The intention of the teacher must be pure, his heart independent, his spirit attracted, his thought at peace, his resolution firm, his magnanimity exalted and in the love of God a shining torch.… Consequently, a number of souls may arise … and hasten to all parts of the world, especially from America to Europe, Africa, Asia ….

(and also offers a prayer that begins)
O God, my God! Thou seest how black darkness is enshrouding all regions, how all countries are burning with the flame of dissension, and the fire of war and carnage is blazing throughout the East and the West. Blood is flowing, corpses bestrew the ground, and severed heads are fallen on the dust of the battlefield.

O Lord! Have pity…[1]

The first specific mention of "Urundi" was from a telegram of Shoghi Effendi in May 1953, while he was head of the religion, in which he is suggesting the expanding community of the Bahá'í Faith in Uganda and other areas look at sending pioneers to neighboring areas like Burundi during the campaign called the Ten Year Crusade[2] during the period when Burundi was part of Ruanda-Urundi.

* _Exercises_:
A. Can you reproduce the passage on the Bahá'í Faith and Burundi word for word, from "The intention of" up to and including "of the battlefield."?
B. In the opening sentence of the passage on the Bahá'í Faith and Burundi, which things belonging to the teacher are named, each with the state it must be in?

* _Entries for image object locations_:
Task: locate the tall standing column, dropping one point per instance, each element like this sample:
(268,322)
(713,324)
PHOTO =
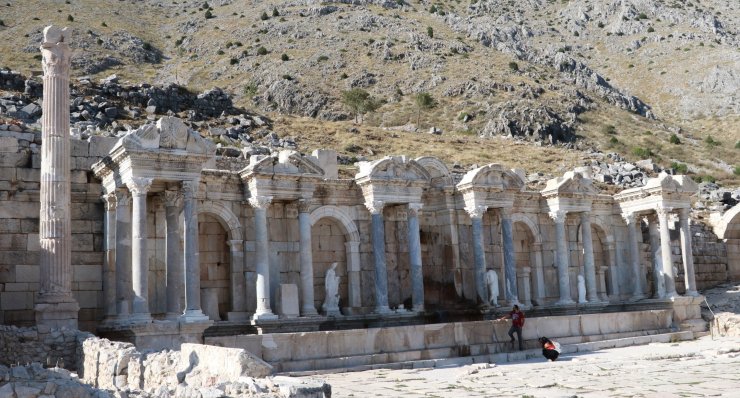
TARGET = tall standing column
(588,258)
(308,307)
(174,267)
(657,257)
(417,275)
(139,188)
(123,253)
(260,204)
(665,245)
(381,272)
(507,232)
(55,305)
(193,310)
(561,239)
(479,254)
(637,290)
(686,253)
(109,265)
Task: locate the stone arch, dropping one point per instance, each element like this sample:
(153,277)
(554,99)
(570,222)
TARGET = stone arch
(229,221)
(350,229)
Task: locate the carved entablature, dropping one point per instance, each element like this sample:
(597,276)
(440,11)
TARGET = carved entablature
(492,186)
(573,192)
(165,151)
(285,176)
(392,180)
(664,191)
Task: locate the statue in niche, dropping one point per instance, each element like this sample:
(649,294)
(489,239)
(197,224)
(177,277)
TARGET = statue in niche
(581,289)
(492,283)
(331,285)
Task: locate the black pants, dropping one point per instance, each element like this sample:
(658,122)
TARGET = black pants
(518,331)
(550,354)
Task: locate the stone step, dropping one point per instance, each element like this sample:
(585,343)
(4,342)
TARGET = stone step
(478,353)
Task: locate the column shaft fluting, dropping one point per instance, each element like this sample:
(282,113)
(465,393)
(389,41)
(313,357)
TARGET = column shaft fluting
(588,258)
(139,188)
(175,267)
(417,275)
(381,272)
(637,290)
(308,307)
(55,305)
(563,263)
(687,253)
(507,232)
(665,244)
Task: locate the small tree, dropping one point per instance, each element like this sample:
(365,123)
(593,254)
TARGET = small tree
(424,102)
(360,102)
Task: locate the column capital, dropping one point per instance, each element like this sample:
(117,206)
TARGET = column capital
(110,200)
(123,197)
(139,186)
(172,198)
(375,207)
(260,202)
(558,216)
(414,209)
(304,205)
(476,211)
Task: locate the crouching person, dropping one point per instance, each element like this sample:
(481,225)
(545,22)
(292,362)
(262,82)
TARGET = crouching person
(550,349)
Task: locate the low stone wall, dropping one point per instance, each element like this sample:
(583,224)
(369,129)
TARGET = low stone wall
(286,347)
(53,347)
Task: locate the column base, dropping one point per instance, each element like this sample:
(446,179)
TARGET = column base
(194,316)
(58,315)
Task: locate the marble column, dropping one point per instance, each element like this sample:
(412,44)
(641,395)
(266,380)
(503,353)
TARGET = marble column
(539,275)
(123,253)
(561,239)
(55,305)
(193,310)
(525,280)
(417,274)
(109,262)
(656,257)
(665,245)
(175,269)
(588,258)
(238,281)
(262,257)
(686,253)
(637,290)
(139,187)
(381,273)
(353,273)
(479,254)
(308,307)
(507,236)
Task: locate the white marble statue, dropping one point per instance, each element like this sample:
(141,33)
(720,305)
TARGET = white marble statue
(492,283)
(331,285)
(581,289)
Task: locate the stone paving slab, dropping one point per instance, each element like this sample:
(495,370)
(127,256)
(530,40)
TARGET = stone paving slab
(702,367)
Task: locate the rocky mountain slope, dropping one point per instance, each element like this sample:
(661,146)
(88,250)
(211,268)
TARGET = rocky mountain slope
(643,78)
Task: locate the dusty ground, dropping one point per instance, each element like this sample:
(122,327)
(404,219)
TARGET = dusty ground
(708,366)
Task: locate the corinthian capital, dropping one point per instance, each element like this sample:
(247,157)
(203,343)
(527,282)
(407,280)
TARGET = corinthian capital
(260,202)
(558,216)
(375,207)
(139,185)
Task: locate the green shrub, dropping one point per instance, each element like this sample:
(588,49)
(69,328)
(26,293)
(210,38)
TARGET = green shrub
(680,168)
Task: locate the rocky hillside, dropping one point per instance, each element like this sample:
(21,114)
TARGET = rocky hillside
(641,78)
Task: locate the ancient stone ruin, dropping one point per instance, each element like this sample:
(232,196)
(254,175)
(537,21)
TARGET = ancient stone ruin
(147,239)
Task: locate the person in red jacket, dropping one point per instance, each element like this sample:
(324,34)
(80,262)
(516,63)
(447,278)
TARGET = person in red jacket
(517,323)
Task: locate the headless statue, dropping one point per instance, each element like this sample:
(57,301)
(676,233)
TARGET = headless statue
(492,283)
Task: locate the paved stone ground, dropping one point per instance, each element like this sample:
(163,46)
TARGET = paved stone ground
(702,367)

* _Responses to the tasks_:
A.
The intention of the teacher must be pure, his heart independent, his spirit attracted, his thought at peace, his resolution firm, his magnanimity exalted and in the love of God a shining torch.… Consequently, a number of souls may arise … and hasten to all parts of the world, especially from America to Europe, Africa, Asia ….

(and also offers a prayer that begins)
O God, my God! Thou seest how black darkness is enshrouding all regions, how all countries are burning with the flame of dissension, and the fire of war and carnage is blazing throughout the East and the West. Blood is flowing, corpses bestrew the ground, and severed heads are fallen on the dust of the battlefield.

B.
- Intention: pure
- Heart: independent
- Spirit: attracted
- Thought: at peace
- Resolution: firm
- Magnanimity: exalted